Texte source |
----

Si, concernant la fixation d’un loyer bruxellois, il existe une grille réglementaire, elle n’est pour l’heure qu’indicative. Pour mieux encadrer les loyers de la capitale, faudrait-il rendre son utilisation obligatoire ?
Pour
Ambroise Thomson, chargé de communication du Rassemblement bruxellois pour le droit à l’habitat (RDBH)
Mettre en application une grille dite « contraignante » plutôt que simplement indicative fait partie de nos principales revendications. Car actuellement, les propriétaires peuvent fixer le prix d’un loyer un peu comme ils l’entendent, sans qu’il y ait le moindre rapport avec la qualité ou de lien avec la réalité du marché. Nous défendons également les logements abordables, car en ce moment, il y a une pénurie à Bruxelles.
Une grille officielle permettrait des prix plus réalistes et plus en rapport avec la qualité d’un logement, de sorte à ce qu’un montant reste raisonnable. Depuis quinze ans, on constate aussi une augmentation des loyers beaucoup plus forte que l’index ou le revenu. Il y a là un décrochage évident, qu’il serait donc bon de résoudre. La crise du logement s’accentue, les logements abordables – ou accessibles, soit équivalents à un tiers d’un revenu – se réduisent : à peine 8 % des logements sont réellement abordables pour… la moitié des Bruxellois !
Puis, la grille actuelle est basée sur le marché ; or nous nous critiquons justement ce marché, car il est désormais prouvé qu’un logement de mauvaise qualité est plus cher qu’un logement moyen, ce qui est anormal. Une partie de la population est donc obligée d’accepter des locations de mauvaise qualité voire trop petites, d’une part ; et d’autre part, il y a une absence de critères de qualité (nombre de lumières, qualité des murs, espaces…), ce qui a un effet pervers, puisque cela n’aide en rien les négociations, un propriétaire ayant alors tous les pouvoirs !

----

Données brutes |
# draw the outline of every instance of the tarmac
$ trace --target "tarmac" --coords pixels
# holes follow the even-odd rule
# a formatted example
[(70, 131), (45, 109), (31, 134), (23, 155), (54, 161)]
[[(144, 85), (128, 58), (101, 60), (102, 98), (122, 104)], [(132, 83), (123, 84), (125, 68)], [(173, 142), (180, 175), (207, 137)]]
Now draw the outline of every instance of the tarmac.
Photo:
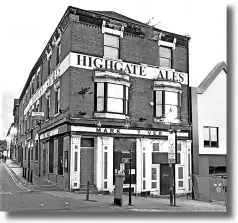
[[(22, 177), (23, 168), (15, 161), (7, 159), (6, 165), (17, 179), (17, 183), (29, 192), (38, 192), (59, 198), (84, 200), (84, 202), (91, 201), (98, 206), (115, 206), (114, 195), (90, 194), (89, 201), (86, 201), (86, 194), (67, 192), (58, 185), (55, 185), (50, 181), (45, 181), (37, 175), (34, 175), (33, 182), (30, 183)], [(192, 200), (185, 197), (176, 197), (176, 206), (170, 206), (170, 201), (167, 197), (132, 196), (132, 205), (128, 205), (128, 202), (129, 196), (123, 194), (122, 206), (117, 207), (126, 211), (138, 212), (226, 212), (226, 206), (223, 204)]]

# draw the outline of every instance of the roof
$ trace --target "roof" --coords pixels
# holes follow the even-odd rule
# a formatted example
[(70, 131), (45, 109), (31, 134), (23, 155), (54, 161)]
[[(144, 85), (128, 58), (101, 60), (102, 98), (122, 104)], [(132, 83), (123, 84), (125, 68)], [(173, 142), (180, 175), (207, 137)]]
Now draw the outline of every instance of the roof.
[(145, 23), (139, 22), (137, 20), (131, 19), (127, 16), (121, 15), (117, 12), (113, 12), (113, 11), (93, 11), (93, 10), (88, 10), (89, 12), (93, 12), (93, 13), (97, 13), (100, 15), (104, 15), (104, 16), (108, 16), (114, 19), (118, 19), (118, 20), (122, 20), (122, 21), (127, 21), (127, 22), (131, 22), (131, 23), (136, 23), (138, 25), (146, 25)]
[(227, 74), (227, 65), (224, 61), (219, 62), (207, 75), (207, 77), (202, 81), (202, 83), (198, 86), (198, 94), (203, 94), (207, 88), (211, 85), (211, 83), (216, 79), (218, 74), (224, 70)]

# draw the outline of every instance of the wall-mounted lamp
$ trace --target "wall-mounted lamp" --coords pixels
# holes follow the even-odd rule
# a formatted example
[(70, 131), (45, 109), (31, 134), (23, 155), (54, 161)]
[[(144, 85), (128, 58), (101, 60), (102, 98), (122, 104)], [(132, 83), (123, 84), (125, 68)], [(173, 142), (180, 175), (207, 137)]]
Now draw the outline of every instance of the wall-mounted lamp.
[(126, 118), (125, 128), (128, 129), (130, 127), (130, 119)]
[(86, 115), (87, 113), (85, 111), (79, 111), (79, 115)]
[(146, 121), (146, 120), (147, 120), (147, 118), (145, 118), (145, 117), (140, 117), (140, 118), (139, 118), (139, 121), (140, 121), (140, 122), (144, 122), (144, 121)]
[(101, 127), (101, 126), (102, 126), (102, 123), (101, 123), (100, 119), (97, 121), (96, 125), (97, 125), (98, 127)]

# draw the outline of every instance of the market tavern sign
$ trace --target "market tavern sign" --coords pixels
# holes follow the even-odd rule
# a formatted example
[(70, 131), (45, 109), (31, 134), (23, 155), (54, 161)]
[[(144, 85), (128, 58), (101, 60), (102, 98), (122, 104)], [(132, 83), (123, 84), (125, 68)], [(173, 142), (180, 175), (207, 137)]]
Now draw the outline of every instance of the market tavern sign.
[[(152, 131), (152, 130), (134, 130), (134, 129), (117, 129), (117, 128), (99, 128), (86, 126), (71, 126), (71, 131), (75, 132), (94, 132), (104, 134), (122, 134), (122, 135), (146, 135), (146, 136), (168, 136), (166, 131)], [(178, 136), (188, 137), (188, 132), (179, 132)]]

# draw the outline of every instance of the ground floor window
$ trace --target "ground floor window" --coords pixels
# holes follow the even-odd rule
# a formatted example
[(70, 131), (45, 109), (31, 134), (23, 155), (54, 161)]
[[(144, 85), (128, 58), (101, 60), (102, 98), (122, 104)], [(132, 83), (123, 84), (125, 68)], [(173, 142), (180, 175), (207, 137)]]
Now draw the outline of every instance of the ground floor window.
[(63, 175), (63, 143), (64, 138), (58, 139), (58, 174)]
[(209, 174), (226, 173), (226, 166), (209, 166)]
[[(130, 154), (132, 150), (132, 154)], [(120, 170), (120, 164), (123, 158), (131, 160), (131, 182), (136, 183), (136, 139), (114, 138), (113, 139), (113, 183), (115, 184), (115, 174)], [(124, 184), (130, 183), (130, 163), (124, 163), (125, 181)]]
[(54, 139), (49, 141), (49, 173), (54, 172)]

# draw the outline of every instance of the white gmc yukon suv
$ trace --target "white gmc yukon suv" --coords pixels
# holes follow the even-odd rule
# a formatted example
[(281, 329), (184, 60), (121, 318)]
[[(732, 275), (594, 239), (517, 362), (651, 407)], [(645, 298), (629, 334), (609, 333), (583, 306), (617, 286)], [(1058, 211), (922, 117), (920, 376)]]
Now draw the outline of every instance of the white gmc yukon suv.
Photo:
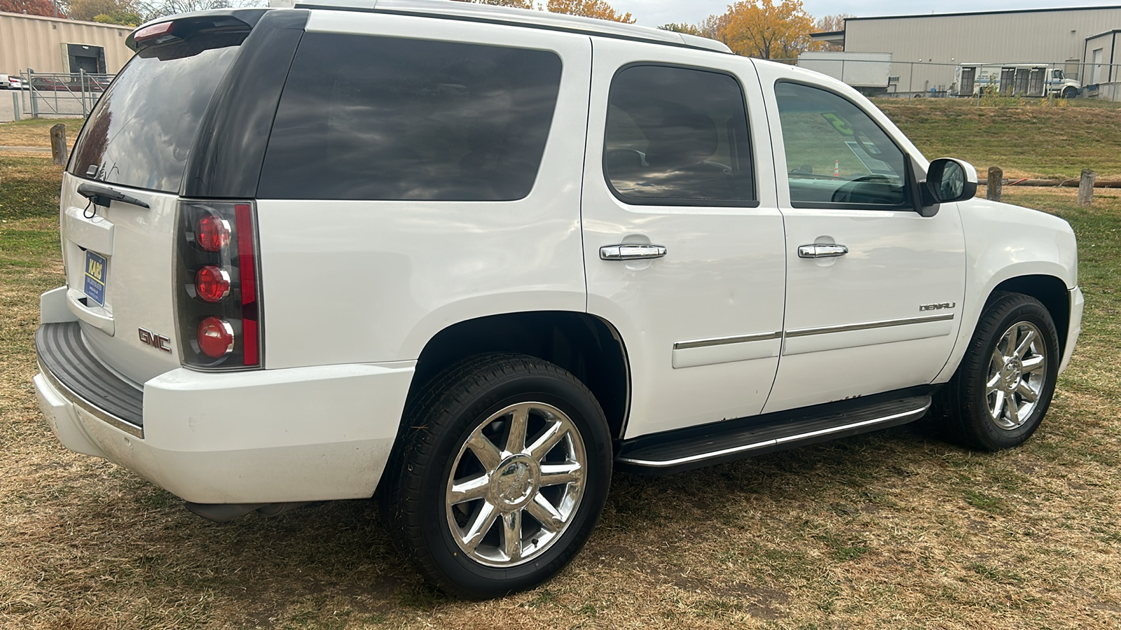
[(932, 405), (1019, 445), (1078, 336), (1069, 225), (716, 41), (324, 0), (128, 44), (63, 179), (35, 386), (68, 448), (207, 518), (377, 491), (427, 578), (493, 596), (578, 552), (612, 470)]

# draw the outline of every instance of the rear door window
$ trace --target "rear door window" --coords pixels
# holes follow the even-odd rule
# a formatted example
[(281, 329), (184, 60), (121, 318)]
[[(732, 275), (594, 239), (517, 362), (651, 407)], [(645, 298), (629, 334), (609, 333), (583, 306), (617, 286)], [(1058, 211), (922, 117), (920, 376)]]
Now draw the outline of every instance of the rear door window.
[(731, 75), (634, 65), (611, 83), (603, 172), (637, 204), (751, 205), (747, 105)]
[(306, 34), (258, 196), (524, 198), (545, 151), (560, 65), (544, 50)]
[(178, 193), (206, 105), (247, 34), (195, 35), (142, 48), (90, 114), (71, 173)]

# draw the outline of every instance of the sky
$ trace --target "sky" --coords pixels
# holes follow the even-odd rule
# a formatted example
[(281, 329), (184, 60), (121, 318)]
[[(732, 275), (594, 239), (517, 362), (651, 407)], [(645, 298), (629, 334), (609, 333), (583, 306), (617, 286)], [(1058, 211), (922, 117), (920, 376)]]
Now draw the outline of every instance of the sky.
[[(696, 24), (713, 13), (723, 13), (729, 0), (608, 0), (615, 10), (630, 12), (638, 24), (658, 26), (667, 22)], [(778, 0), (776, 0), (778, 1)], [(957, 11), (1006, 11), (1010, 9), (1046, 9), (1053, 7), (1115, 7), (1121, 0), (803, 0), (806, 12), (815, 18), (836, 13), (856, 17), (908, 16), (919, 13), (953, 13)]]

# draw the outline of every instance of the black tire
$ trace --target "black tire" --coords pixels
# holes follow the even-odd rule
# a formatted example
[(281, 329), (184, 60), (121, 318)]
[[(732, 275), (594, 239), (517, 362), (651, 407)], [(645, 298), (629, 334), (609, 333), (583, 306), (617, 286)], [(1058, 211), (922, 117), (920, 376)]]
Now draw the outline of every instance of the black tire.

----

D'après le texte source sur les loyers bruxellois, quelle part des logements est réellement abordable pour la moitié des Bruxellois ?

Réponse | À peine 8 % des logements.